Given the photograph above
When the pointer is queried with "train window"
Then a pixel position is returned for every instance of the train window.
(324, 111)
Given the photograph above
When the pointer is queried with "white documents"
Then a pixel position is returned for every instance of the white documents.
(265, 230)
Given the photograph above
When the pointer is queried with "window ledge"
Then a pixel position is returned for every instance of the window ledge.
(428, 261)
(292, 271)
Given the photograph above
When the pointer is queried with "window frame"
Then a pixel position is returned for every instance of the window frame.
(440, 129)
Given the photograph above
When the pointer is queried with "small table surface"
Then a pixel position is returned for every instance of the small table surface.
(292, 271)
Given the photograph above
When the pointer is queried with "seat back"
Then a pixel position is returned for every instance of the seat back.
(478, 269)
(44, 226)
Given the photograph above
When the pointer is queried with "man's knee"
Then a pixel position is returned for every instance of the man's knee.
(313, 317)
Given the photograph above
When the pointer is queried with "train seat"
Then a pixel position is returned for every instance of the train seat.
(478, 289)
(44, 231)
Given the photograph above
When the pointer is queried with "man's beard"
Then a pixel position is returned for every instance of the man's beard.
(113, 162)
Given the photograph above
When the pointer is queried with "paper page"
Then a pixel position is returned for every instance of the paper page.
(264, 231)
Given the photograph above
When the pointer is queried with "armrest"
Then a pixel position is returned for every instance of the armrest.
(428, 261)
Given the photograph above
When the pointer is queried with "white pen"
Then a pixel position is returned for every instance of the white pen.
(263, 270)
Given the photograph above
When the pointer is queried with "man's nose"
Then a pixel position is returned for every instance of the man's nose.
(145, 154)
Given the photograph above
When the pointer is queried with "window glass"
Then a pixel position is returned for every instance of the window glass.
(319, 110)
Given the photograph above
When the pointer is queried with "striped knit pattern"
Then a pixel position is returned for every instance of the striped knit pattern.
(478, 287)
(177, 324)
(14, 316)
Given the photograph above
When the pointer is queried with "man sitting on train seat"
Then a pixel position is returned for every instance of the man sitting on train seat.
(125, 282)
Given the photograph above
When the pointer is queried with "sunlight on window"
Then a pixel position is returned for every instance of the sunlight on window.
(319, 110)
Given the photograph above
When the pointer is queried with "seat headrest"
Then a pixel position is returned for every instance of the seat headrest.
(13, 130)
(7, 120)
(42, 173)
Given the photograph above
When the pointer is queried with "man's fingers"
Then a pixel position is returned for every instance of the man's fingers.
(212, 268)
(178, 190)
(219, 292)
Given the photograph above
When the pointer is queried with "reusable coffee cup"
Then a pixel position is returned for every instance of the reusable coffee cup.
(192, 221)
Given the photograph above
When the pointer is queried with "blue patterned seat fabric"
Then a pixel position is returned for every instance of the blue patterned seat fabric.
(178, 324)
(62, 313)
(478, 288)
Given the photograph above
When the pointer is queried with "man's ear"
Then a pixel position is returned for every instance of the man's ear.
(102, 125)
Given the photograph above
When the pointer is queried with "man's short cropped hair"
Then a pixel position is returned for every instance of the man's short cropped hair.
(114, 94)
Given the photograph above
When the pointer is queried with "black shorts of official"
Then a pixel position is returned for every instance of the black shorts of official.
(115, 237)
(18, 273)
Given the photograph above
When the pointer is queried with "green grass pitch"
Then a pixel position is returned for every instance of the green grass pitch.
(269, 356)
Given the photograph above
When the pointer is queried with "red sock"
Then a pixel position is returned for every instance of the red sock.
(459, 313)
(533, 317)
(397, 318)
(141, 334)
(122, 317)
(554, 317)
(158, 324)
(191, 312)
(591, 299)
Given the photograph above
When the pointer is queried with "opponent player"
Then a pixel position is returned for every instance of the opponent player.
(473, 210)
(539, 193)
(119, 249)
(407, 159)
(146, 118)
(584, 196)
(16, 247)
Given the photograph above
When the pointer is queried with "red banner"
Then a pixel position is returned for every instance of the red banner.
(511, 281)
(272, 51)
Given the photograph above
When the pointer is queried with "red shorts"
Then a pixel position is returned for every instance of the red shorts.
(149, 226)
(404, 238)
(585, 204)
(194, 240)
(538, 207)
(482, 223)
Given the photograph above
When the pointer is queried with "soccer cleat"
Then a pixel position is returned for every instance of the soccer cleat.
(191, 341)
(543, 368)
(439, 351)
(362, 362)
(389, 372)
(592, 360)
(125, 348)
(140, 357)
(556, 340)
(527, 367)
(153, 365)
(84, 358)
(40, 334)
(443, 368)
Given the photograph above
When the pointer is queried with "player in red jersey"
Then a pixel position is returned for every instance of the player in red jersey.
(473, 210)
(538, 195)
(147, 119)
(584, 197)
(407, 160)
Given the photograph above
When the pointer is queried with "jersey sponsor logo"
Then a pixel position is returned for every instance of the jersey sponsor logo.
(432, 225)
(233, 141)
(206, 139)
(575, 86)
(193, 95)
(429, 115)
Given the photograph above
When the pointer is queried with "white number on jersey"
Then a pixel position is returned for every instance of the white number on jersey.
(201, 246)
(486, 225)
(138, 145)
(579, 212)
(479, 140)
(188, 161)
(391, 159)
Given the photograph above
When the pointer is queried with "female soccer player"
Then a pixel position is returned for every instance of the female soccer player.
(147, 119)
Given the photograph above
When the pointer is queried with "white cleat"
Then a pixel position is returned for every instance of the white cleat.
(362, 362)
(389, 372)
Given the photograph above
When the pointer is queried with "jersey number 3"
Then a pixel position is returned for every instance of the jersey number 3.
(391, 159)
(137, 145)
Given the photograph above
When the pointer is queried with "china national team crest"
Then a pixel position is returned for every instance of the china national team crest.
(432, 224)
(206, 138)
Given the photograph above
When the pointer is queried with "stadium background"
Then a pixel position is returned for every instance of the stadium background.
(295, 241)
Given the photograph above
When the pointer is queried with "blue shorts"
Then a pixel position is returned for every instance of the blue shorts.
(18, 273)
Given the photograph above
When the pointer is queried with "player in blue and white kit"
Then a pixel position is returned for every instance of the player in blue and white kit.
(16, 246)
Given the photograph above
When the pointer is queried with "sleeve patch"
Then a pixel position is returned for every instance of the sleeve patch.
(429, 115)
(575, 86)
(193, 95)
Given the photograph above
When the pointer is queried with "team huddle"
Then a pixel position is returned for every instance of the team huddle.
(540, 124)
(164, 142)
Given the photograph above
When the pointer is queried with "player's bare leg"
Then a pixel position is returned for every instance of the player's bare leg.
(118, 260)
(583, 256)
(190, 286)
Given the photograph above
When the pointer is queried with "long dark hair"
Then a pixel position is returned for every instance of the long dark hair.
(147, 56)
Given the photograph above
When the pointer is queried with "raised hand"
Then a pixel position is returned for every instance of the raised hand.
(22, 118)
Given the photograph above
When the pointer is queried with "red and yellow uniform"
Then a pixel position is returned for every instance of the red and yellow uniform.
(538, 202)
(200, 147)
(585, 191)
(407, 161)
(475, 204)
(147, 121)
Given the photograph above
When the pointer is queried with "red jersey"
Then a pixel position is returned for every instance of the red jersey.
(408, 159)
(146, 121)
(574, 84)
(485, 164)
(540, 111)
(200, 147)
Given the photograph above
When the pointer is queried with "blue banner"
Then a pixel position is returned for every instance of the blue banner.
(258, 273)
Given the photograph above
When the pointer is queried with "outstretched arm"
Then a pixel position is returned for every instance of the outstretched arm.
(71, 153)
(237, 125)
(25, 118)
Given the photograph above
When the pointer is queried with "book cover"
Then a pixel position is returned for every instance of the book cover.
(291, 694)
+-------+
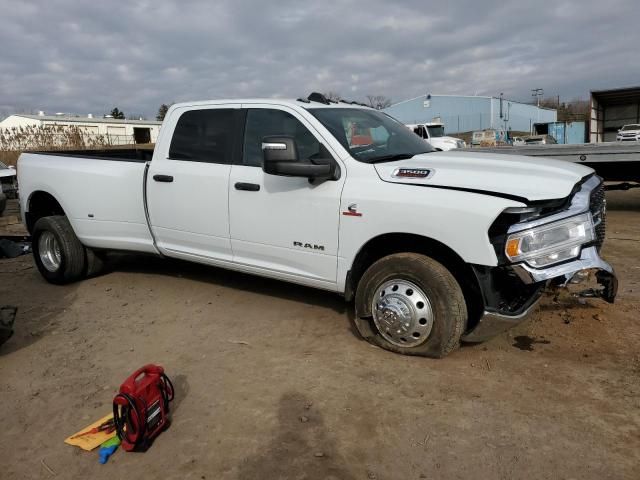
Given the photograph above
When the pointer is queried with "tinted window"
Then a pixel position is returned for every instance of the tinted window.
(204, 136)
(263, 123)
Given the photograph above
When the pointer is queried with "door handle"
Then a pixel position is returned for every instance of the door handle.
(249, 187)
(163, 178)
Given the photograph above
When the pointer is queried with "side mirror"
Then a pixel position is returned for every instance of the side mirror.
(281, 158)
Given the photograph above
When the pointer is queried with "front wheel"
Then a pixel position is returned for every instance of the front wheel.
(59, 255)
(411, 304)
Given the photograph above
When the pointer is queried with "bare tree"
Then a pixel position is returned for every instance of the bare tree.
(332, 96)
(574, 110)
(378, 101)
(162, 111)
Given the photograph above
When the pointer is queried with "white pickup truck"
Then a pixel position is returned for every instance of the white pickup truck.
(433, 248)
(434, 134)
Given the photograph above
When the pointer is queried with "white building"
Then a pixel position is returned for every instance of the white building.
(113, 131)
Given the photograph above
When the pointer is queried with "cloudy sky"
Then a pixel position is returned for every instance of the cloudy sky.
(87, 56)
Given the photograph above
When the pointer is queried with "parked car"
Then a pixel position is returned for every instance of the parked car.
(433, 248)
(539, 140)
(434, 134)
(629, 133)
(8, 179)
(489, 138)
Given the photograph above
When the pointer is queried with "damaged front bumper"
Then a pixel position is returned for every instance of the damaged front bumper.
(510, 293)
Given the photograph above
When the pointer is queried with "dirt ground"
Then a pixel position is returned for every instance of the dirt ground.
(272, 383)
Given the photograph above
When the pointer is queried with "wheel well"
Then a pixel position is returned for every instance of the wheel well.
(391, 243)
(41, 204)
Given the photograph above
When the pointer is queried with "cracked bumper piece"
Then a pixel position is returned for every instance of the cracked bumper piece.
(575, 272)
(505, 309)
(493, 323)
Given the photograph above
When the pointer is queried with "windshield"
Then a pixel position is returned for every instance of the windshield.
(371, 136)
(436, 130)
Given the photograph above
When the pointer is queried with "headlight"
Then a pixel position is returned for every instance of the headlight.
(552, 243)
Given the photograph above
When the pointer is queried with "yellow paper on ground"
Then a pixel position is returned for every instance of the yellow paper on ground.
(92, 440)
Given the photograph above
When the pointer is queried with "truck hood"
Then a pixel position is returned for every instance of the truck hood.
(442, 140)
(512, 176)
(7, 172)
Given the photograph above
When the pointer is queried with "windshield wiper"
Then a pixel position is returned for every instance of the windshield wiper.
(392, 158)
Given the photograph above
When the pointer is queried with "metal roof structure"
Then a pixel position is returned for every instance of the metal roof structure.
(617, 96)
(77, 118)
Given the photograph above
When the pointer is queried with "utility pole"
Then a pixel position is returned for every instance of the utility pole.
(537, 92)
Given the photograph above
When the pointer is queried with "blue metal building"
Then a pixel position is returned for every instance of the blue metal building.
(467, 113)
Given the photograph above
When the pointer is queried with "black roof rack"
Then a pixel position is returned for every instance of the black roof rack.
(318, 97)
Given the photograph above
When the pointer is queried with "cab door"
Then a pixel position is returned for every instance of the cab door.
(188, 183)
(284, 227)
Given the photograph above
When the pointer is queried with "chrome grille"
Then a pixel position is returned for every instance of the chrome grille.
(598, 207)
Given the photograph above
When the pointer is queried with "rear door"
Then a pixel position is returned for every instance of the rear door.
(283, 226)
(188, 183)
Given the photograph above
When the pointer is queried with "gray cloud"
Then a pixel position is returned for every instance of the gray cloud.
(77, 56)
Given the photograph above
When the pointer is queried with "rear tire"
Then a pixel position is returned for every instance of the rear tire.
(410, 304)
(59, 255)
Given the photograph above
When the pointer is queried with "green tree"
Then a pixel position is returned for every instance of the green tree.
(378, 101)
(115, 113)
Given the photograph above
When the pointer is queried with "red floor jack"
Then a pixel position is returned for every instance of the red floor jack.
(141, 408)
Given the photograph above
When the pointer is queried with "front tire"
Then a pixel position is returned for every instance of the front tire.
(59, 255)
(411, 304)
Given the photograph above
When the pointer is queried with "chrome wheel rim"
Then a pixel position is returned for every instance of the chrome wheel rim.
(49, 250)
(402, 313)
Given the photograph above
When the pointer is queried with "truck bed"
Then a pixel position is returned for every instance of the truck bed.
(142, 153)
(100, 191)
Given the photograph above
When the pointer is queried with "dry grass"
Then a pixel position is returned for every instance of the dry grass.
+-------+
- [Task details] Extract each line of the material above that contains the word "wheel", copying every such line in full.

- [Correct result]
When the pointer is queried with "front wheel"
Then a pixel position is returned for every instance of the front wheel.
When the pointer is queried with "wheel well"
Then a pixel position is returned for every instance of the wheel well.
When the pointer is queried with "chrome wheel rim"
Then a pixel position is returned for every instance of the chrome wheel rim.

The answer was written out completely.